**Document excerpt**
--- START ---

But to describe Hurt’s life and work as defined by…

It is a depressing statement on the banality of the film industry that the death of actor William Hurt, at the age of seventy-one, was marked by at least one obituary stating, “Avengers star dies.”

Hurt, who appeared in several Marvel films as the military character Thaddeus Ross in his latter-day career, did indeed appear in the mega-grossing Avengers films Infinity War and Endgame, and I very much hope that he received some tiny portion of the films’ enormous box office receipts in recognition of his appearance.

But to describe Hurt’s life and work as defined by his Marvel roles reminded me of the great Alan Bennett line about his sexuality: “It’s like asking a man who has just crossed the Sahara whether he would prefer Perrier or Evian water.”

Hurt’s greatest period came in the Eighties, after he left a promising stage career to take a role in Ken Russell’s mad, distinctive, science-fiction horror film Altered States. The actor’s Juilliard-trained charisma and presence lent both integrity and believability to his parapsychologist character, who finds himself drawn into ever-darker experiments in sensory deprivation. Its success led him to take on fascinatingly varied and bold leading roles, which encompassed everything from a dim-witted attorney in Lawrence Kasdan’s Body Heat and a Moscow detective in Gorky Park, to an Oscar-winning performance as a homosexual double agent in Kiss of the Spider Woman, and a deceptively cheery appearance as a photogenic but limited news anchor in Broadcast News. While most of his peers were miserably touting their wares in increasingly xenophobic action films, Hurt seemed to be the cerebral yet charismatic alternative.

Personal matters went awry in the late Eighties and early Nineties. Although he never stopped working, allegations of physical assault towards his former partner Marlee Matlin and a problem with alcohol meant that the roles became less impressive. He was a distracted Mr. Rochester in Zeffirelli’s Jane Eyre, indifferent in support in Nora Ephron’s Michael and, fittingly, lost in the would-be blockbuster Lost in Space (as the patriarch of the Robinson family). His most interesting role, as a detective in Alex Proyas’s Dark City, was only distinctive because of the intrinsic weirdness of the film, rather than the quality of the part.

Yet oddly enough, Hurt’s career revived after he turned fifty, with any idea that he was still a leading man long since disappeared.

--- END ---

**To do**
1 – In the William Hurt article, which film brought Hurt an Oscar-winning performance?
2 – Reproduce word for word everything in the William Hurt article from "Hurt, who appeared" down to "of his appearance.".

Stored data entries
--- START ---

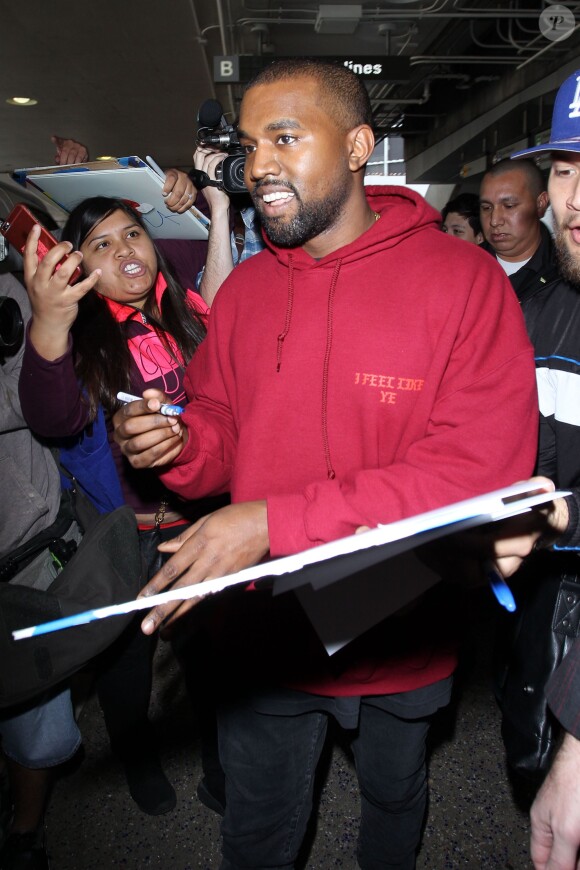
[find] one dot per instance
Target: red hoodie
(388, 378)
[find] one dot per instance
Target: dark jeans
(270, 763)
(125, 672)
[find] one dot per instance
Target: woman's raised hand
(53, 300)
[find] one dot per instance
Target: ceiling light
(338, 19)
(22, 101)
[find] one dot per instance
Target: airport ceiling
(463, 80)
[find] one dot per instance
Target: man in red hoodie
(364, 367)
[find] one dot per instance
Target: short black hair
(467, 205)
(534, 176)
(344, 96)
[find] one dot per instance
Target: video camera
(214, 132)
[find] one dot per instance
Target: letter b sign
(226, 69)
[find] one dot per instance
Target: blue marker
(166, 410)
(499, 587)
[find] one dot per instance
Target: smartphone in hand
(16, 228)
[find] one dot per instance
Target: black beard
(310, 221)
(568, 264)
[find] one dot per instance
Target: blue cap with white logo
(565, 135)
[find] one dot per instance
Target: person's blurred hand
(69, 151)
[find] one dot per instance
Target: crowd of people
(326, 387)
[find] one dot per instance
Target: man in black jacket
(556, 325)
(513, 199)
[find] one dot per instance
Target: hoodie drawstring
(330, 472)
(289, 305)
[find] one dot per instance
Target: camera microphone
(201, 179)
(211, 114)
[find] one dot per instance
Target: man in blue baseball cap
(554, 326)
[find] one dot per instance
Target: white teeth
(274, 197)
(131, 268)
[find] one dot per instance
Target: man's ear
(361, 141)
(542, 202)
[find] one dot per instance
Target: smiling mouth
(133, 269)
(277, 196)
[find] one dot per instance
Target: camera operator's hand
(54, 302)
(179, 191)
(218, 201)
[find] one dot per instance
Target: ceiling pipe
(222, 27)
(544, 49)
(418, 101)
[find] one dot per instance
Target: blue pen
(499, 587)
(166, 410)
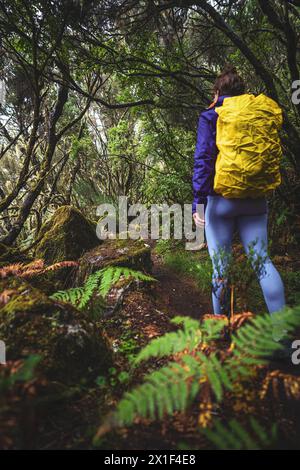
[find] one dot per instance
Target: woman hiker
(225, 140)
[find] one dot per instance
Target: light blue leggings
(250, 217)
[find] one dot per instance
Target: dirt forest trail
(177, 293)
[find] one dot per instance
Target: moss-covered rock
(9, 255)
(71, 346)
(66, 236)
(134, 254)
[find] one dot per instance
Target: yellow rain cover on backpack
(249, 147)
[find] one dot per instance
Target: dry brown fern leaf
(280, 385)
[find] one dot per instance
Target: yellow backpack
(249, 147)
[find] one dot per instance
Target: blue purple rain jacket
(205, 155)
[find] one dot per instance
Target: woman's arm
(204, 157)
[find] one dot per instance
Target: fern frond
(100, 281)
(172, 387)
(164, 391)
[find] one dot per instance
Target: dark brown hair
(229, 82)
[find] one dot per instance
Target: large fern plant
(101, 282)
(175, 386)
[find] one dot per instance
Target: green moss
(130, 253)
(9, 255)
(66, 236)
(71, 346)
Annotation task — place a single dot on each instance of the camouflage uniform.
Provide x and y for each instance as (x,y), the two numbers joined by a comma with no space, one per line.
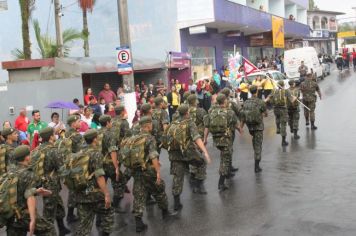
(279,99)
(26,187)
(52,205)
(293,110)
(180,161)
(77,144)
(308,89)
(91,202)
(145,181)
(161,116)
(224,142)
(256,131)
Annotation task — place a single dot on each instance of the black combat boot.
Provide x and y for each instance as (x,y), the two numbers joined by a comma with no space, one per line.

--- END ---

**Task-by-task results**
1 – Kiss of the Spider Woman, in which he played a homosexual double agent.

2 –
Hurt, who appeared in several Marvel films as the military character Thaddeus Ross in his latter-day career, did indeed appear in the mega-grossing Avengers films Infinity War and Endgame, and I very much hope that he received some tiny portion of the films’ enormous box office receipts in recognition of his appearance.